◆ **Lines of data**
Begin

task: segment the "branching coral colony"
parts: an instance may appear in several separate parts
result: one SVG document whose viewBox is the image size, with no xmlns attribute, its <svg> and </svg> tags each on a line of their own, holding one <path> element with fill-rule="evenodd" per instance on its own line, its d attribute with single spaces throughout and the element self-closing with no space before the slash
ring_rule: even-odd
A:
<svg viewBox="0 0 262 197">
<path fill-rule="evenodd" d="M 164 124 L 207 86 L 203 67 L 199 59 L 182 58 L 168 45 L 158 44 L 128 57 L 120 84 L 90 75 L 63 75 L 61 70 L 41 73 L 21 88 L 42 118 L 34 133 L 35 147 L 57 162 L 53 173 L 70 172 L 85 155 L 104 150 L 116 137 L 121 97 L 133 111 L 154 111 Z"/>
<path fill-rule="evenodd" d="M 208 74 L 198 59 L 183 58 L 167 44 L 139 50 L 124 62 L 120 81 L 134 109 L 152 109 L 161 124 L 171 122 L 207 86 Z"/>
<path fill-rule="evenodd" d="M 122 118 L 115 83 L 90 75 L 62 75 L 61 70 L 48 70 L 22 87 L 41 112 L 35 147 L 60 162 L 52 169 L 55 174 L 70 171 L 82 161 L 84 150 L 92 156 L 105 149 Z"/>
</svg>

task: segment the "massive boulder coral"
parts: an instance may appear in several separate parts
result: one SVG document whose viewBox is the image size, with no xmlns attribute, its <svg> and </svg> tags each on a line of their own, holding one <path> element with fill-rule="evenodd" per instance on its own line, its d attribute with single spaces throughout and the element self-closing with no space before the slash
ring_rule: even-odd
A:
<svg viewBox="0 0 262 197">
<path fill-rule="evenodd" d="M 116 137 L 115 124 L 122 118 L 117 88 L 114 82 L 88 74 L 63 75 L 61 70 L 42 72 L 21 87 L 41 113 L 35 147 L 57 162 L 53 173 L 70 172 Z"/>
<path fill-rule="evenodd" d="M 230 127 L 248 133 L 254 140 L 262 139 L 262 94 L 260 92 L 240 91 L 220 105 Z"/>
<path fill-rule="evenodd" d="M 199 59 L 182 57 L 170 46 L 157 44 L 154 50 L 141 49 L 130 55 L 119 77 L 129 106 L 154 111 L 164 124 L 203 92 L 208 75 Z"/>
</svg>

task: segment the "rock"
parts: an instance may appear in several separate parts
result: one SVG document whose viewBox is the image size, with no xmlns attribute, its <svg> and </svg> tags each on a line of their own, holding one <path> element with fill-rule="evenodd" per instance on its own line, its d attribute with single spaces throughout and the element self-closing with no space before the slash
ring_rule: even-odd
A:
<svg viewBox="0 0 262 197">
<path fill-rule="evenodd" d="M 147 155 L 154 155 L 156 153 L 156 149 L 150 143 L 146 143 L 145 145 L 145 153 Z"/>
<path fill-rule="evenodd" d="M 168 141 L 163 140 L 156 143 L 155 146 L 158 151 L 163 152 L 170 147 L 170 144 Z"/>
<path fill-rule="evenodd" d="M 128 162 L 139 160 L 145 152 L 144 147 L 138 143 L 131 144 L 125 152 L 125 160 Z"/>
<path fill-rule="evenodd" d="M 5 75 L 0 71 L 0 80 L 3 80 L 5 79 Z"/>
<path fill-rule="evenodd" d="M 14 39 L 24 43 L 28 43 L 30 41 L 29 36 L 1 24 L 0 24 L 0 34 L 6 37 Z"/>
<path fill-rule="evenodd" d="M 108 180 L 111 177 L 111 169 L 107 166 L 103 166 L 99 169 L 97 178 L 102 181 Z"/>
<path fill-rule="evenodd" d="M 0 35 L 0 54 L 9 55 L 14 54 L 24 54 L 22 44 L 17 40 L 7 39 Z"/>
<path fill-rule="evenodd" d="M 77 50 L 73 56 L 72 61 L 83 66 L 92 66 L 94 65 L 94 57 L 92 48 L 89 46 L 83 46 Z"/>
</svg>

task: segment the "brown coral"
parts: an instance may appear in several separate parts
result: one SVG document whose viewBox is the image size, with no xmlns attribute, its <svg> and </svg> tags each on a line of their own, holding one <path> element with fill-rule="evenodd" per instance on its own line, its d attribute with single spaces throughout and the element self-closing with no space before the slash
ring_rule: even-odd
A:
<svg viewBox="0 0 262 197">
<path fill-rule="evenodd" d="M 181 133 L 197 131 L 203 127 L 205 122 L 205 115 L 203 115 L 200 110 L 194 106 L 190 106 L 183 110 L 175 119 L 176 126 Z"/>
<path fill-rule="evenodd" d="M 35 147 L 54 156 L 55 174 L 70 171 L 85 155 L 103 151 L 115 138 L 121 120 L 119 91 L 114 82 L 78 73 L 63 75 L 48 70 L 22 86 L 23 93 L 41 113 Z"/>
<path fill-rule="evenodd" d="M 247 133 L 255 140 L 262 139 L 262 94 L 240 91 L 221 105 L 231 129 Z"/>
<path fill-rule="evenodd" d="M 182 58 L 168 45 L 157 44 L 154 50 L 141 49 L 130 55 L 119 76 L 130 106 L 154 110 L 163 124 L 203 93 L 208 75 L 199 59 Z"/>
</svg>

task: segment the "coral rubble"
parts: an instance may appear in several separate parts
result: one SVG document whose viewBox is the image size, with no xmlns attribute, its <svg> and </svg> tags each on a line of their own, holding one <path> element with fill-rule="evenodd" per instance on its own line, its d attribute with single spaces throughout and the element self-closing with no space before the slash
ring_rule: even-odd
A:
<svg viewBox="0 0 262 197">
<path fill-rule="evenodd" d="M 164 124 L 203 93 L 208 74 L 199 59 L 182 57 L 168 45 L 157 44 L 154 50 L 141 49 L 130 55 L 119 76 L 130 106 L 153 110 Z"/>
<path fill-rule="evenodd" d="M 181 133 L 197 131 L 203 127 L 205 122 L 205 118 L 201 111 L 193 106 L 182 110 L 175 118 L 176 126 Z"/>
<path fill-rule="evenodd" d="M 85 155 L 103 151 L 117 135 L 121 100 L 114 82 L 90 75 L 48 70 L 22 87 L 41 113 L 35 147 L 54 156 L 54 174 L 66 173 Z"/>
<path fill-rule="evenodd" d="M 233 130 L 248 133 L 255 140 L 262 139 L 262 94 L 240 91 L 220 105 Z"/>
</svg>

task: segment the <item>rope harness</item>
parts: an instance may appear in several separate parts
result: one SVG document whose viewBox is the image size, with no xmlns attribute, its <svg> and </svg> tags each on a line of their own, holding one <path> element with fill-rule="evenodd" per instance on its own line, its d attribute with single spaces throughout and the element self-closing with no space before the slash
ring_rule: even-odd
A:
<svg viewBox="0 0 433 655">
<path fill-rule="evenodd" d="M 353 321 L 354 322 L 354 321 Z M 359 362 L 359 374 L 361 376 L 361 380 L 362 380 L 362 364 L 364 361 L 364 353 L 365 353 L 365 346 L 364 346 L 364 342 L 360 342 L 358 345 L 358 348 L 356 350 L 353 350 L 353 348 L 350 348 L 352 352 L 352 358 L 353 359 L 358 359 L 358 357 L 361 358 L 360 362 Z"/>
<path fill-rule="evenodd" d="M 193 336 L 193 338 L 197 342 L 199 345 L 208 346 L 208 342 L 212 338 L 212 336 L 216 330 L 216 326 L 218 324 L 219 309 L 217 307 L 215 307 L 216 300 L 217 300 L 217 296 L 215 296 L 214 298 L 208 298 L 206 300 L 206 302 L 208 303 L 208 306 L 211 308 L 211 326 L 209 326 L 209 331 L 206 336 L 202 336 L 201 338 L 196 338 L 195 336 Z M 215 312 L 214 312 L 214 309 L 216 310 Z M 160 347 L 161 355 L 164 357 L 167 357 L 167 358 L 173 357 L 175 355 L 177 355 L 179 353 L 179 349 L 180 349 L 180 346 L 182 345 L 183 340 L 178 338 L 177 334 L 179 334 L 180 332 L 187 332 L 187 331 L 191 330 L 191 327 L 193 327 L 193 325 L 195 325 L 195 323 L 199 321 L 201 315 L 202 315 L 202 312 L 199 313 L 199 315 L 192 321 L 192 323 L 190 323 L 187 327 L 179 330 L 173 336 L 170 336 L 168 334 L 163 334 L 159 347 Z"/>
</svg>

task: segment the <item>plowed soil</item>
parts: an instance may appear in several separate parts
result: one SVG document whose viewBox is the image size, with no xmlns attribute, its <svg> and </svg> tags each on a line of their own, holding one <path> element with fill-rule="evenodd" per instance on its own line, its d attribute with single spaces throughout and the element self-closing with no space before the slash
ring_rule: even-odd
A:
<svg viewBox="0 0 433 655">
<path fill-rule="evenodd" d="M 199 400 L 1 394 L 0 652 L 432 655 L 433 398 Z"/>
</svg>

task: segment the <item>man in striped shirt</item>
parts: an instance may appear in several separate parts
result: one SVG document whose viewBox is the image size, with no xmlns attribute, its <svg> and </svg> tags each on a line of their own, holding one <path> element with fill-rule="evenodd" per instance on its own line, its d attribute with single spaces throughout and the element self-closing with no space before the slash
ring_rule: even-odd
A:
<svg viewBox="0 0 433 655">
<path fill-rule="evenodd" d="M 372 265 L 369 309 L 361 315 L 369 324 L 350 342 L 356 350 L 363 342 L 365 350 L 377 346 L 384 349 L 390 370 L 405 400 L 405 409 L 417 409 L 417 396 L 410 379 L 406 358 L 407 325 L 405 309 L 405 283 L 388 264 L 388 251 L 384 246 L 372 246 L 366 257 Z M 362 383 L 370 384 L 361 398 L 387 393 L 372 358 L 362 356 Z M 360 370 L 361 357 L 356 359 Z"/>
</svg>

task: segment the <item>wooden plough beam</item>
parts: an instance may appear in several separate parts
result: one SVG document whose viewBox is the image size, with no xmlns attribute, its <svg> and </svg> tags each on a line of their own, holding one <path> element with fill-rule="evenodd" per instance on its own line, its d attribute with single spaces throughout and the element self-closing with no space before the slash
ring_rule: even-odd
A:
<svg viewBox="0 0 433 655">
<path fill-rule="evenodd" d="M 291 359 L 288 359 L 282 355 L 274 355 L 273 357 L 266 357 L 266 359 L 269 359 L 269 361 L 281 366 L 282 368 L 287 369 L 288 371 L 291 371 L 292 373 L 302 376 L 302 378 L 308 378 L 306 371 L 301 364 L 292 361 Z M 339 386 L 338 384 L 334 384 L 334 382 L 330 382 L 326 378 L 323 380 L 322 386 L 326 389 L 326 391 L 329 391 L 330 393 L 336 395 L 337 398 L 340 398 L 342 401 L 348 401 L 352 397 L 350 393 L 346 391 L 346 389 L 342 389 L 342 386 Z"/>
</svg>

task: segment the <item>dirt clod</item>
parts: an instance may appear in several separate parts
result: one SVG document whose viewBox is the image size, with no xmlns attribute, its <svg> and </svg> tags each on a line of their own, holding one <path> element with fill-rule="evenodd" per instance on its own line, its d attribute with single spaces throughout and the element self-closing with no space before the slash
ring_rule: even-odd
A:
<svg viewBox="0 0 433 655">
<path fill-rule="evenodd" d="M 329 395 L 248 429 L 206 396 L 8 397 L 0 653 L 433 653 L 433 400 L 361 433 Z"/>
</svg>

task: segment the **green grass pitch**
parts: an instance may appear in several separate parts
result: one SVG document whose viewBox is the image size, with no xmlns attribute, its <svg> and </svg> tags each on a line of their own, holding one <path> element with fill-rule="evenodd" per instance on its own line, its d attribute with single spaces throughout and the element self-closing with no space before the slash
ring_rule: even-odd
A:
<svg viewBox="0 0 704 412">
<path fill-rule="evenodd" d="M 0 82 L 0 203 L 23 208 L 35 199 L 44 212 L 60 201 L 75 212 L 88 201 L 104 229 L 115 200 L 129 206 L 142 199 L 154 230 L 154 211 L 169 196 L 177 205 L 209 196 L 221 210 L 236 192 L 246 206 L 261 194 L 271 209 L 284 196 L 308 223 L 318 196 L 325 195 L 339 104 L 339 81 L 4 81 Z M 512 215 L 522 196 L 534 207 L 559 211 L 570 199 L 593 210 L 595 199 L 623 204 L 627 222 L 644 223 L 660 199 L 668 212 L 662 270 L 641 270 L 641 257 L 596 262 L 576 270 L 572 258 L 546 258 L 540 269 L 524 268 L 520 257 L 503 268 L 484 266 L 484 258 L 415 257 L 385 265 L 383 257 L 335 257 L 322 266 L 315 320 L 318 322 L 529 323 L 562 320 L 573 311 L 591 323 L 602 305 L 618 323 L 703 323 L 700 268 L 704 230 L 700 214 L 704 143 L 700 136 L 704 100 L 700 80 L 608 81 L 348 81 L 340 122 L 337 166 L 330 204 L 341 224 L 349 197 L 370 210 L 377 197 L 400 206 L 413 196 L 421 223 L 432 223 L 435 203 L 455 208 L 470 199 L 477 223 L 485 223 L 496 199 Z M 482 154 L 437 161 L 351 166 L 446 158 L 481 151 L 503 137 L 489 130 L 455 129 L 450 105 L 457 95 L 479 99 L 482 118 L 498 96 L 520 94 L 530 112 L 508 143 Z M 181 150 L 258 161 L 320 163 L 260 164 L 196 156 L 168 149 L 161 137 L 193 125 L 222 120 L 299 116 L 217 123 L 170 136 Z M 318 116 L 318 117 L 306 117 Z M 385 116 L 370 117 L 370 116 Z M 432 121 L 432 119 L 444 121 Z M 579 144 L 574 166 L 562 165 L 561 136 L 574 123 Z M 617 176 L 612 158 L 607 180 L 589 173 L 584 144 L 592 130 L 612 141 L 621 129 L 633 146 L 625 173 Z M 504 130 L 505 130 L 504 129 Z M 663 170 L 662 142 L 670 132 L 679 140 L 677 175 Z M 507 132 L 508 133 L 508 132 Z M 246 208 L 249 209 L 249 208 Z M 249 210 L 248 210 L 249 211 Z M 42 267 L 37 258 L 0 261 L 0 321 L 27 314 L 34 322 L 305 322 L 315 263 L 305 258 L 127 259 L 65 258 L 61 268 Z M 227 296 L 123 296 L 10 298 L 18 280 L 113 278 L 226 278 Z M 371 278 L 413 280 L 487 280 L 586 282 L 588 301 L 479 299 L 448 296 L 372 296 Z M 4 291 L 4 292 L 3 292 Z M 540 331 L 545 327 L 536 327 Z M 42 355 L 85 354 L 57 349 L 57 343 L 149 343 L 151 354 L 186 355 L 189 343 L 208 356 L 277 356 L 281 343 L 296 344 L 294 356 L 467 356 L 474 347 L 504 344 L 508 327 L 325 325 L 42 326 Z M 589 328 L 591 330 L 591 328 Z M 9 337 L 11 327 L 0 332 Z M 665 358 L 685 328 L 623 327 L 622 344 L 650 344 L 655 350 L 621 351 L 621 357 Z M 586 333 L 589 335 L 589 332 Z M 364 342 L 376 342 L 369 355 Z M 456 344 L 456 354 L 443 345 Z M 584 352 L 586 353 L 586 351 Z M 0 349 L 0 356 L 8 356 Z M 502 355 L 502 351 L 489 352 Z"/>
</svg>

End

Count the lines in the lines of data above that contain the string "item", with case counting, and give only the number.

5